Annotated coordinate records
================

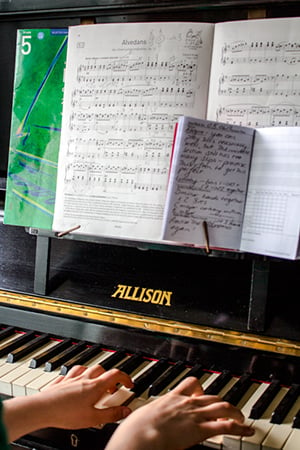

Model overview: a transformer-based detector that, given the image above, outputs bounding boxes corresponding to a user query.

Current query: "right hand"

[106,377,254,450]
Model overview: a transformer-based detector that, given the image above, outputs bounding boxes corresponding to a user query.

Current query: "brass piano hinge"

[0,290,300,356]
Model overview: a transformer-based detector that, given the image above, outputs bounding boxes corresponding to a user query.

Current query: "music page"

[53,23,214,240]
[163,117,254,250]
[207,18,300,128]
[241,127,300,259]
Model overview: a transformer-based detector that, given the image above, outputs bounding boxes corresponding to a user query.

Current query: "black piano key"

[6,334,50,363]
[149,361,185,397]
[0,331,35,358]
[271,384,300,424]
[292,409,300,428]
[172,364,204,389]
[60,344,102,375]
[99,350,126,370]
[29,339,73,369]
[117,353,145,375]
[249,380,280,419]
[223,374,251,406]
[0,327,15,341]
[130,359,169,397]
[204,370,232,395]
[44,342,87,372]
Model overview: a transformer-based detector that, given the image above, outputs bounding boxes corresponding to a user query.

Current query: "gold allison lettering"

[111,284,172,306]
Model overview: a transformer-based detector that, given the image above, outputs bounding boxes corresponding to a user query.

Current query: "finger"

[80,364,106,379]
[200,420,255,437]
[171,377,203,395]
[95,369,133,390]
[195,401,244,423]
[95,406,131,424]
[43,375,65,390]
[192,394,223,407]
[64,365,86,380]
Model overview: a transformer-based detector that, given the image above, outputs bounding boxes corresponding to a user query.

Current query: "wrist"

[3,395,50,441]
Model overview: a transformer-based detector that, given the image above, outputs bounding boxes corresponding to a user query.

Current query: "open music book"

[162,117,300,259]
[53,19,300,253]
[5,18,300,258]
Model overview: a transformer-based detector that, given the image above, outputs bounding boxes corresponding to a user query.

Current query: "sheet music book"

[53,19,300,250]
[4,18,300,260]
[162,117,300,259]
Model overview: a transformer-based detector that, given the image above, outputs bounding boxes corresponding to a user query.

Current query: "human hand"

[106,377,254,450]
[43,365,133,429]
[3,365,133,440]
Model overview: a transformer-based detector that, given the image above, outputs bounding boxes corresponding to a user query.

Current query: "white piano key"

[25,351,111,395]
[282,428,300,450]
[203,377,243,450]
[0,342,52,395]
[159,367,190,396]
[199,372,220,391]
[12,341,99,397]
[262,392,300,450]
[222,383,268,450]
[95,360,156,409]
[241,388,287,450]
[0,333,24,366]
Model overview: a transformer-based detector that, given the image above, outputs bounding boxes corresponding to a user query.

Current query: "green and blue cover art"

[4,29,67,229]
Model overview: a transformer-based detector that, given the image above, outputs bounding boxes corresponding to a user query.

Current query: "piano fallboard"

[0,306,300,450]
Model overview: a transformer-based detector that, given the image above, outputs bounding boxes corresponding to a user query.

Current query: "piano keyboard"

[0,325,300,450]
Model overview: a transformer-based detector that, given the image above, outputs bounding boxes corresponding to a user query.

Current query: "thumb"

[95,406,131,424]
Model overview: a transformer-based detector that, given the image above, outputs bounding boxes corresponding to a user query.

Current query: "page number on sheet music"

[21,35,31,55]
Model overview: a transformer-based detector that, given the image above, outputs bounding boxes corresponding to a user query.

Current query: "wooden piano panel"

[0,0,300,450]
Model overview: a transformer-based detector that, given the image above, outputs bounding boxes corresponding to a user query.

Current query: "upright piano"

[0,0,300,450]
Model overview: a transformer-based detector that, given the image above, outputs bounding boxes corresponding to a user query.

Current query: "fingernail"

[122,408,131,419]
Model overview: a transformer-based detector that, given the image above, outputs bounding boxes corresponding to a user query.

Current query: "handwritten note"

[163,117,254,249]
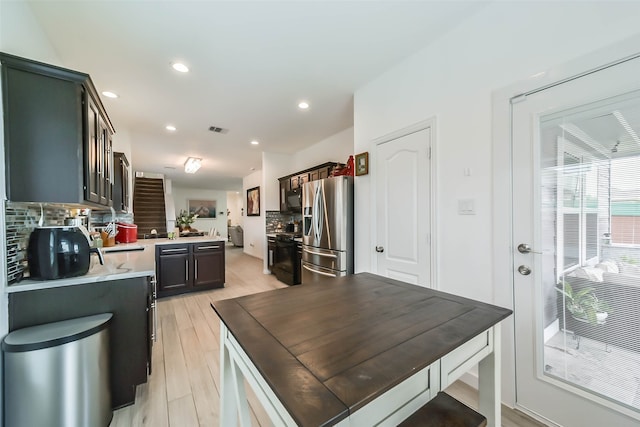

================

DIRECTIONS FOR THIS TASK: Recast all of the lines above as a JSON list of strings, with one string for each line and blank lines omitted. Leave the pictures out of your answer.

THE SOLUTION:
[
  "Model overview: a transformer-based detector that, given the image above, outputs bounding boxes corresponding to a user query.",
  "Current query: \"right hand\"",
  "[106,377,254,450]",
  "Model overview: a transformer-based detector that, given the image above, outputs bounding boxes corresponding to a user query.",
  "Current query: \"brass piano hinge\"",
  "[0,290,300,356]",
  "Model overview: a transformer-based detector that, given the image above, outputs bounding boxes corresponding to a user query.",
  "Current query: \"music page\"",
  "[53,23,214,240]",
  "[163,117,254,250]",
  "[207,18,300,128]",
  "[241,127,300,259]",
  "Model overview: a transformer-based detector that, given the image above, outputs bounding boxes corresponding to a user query.",
  "Current query: \"black piano key\"",
  "[6,334,50,363]",
  "[149,361,185,397]",
  "[0,331,35,358]",
  "[271,384,300,424]",
  "[292,409,300,428]",
  "[172,364,204,389]",
  "[60,344,102,375]",
  "[99,350,126,370]",
  "[29,339,73,369]",
  "[117,353,145,375]",
  "[249,380,280,419]",
  "[223,374,251,406]",
  "[0,327,15,341]",
  "[130,359,169,397]",
  "[204,370,232,395]",
  "[44,342,87,372]",
  "Model overview: a transformer-based detector that, given the image above, outputs bounding boxes corresponding to a user query.",
  "Current query: \"gold allison lettering\"",
  "[111,284,172,306]",
  "Model overview: a transformer-based detector that, given the image above, outputs bounding boxes corresponding to a user query.",
  "Current query: \"finger\"",
  "[80,364,106,379]",
  "[200,420,255,437]",
  "[171,377,203,395]",
  "[95,369,133,390]",
  "[195,401,244,423]",
  "[95,406,131,424]",
  "[43,375,65,390]",
  "[192,394,223,407]",
  "[64,365,86,380]",
  "Model overview: a transformer-based detector that, given the image above, outputs bounding boxes corresponding to a user query.",
  "Current query: \"wrist\"",
  "[3,395,50,441]",
  "Model overview: a transformer-based detector that, given the image above, outputs bounding boxes corresponding to a user query.",
  "Current query: \"open music book\"",
  "[162,117,300,259]",
  "[53,19,300,253]",
  "[5,18,300,258]",
  "Model overview: a transformer-based detector that, given the image above, outputs bounding boxes corresponding to a user query.",
  "Current query: \"sheet music book\"",
  "[53,19,300,250]",
  "[4,18,300,260]",
  "[162,117,300,259]",
  "Model overview: a transformer-based detector that, given the image above, outputs bounding boxes corresponding to a user query.",
  "Current query: \"human hand\"",
  "[106,377,254,450]",
  "[43,365,133,429]",
  "[3,365,133,440]",
  "Model overview: a transformer-based detector that, given the image above, outputs bounding boxes corresponding to a user query.",
  "Current query: \"white piano key\"",
  "[25,351,111,395]",
  "[282,428,300,450]",
  "[203,377,243,450]",
  "[0,342,52,395]",
  "[159,367,190,396]",
  "[199,372,220,391]",
  "[12,341,99,397]",
  "[262,392,300,450]",
  "[222,383,268,450]",
  "[95,360,156,409]",
  "[241,388,287,450]",
  "[0,333,24,366]",
  "Model overview: a transformer-based detector that, given the image above, outputs bounding boxes corresponding to a user query.",
  "Current query: \"green and blue cover art\"",
  "[4,29,67,229]",
  "Model overview: a transformer-based detector that, given the image above, outputs bounding boxes corresponding to a user query.",
  "Current query: \"piano fallboard\"",
  "[0,306,300,450]",
  "Model overview: a transformer-based detector that, given the image above, outputs bounding boxes corresponding to a user query.",
  "Current query: \"piano keyboard\"",
  "[0,325,300,450]",
  "Model overview: a transformer-based detector that, given the image above, outputs bounding boxes corresponding to a user query.",
  "Current query: \"thumb\"",
  "[95,406,131,424]",
  "Model overview: a transformer-based detector that, given the image above, outputs bounding boxes corresponding to a user query.",
  "Current query: \"page number on sheet music\"",
  "[21,35,31,55]",
  "Model overview: a transformer-based detector that, given the image above, outputs bounding boxes corresponding to a user query.",
  "Current query: \"wooden piano panel\"",
  "[0,0,300,450]",
  "Model overview: a transformer-based detector that, given the image above, outputs bounding boxes corresponding to a user query.",
  "Current query: \"upright piano\"",
  "[0,0,300,450]",
  "Model overview: a transformer-based detector that, given the image above, outputs bounding boxes corresponding to a user query.",
  "Current query: \"fingernail\"",
  "[122,408,131,419]",
  "Model overview: a transformer-based detector that, given the image above, outputs bounding boxes corresponding to a user query.",
  "Current query: \"handwritten note\"",
  "[163,117,254,249]"
]